WORK INSTRUCTION 1:
Do these statements agree with the homepage introducing Reza: (a) Reza began an RA position at Mila in September 2024; (b) Relaxed Recursive Transformers gives each transformer block its own separate parameters; (c) Continuous Depth-wise Batching is presented as a training paradigm? Answer each with yes or no, and quote the words from the homepage that decide it.
WORK INSTRUCTION 2:
Write what comes next in the homepage introducing Reza, picking up after its last sentence.

TEXT PROVIDED:
Hi, I am Reza.
I am an RA at Mila working with Aaron Courville and Pascal Vincent. I am interested in fundamental research in AI. I would like to understand why and when deep learning works, and how it can be improved. Currently, I am working on the connection between memorization and generalization in deep learning.
Contact me: reza.bayat [at] mila.quebec
Follow me on X: reza_byt
News
September 2024: I began an RA position at Mila under the supervision of Aaron Courville and Pascal Vincent.
AI Series

S1.E1 ∙ Relaxed Recursive Transformers: Effective Parameter Sharing with Layer-wise LoRA
TL;DR: Relaxed Recursive Transformers is a novel method for compressing LLMs by repeatedly using a single transformer block with shared parameters. It introduces innovative initialization and layer-wise LoRAs to relax layer-tying constraints, enabling it to outperform similarly sized LLMs and achieve performance comparable to that of larger models. Additionally, it proposes Continuous Depth-wise Batching, an inference paradigm that enhances throughput when combined with early-exiting algorithms.

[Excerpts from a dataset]
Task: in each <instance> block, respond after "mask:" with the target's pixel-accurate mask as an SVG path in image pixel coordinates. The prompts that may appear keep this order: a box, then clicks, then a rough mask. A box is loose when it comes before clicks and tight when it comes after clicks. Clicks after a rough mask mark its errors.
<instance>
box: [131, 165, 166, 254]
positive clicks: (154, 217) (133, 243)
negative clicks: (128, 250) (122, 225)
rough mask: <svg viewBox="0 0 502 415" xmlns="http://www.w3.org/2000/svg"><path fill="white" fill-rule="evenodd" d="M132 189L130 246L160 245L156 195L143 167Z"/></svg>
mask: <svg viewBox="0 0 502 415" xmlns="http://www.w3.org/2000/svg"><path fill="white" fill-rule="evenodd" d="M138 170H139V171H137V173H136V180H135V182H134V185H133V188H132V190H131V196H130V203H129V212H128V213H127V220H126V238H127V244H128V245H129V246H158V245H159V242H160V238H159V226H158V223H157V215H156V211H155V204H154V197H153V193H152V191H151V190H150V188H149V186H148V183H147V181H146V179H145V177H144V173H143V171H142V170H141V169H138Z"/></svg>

TASK RESULT 1:
(a) Yes: "September 2024: I began an RA position at Mila under the supervision of Aaron Courville and Pascal Vincent."
(b) No: "repeatedly using a single transformer block with shared parameters"
(c) No: "an inference paradigm that enhances throughput when combined with early-exiting algorithms"

TASK RESULT 2:
November 28, 2024 | Presented by: Sangmin Bae | Watch TBD

S1.E2 ∙ Adaptive Inference-Time Compute: LLMs Can Predict if They Can Do Better, Even Mid-Generation
TL;DR: Adaptive Inference-Time Compute introduces a generative reward model, enabling LLMs to predict mid-generation whether restarting would improve the response. This approach eliminates the need for an external model and can be used to decide whether to generate additional samples, prune unpromising samples early, or select the best sample. It is highly cost-efficient, as it involves generating a single predefined token and can leverage the existing KV cache.
December 5, 2024 | Presented by: Rohin Manvi | Watch TBD

S1.E3 ∙ Titans: Learning to Memorize at Test Time
TL;DR: Titans are a new family of architectures with a neural long-term memory that memorizes historical context, aiding an attention module in utilizing long-past information. They enable fast, parallel training and inference, scaling beyond 2M context windows while outperforming Transformers and modern RNNs in language modeling, common-sense reasoning, and time series forecasting.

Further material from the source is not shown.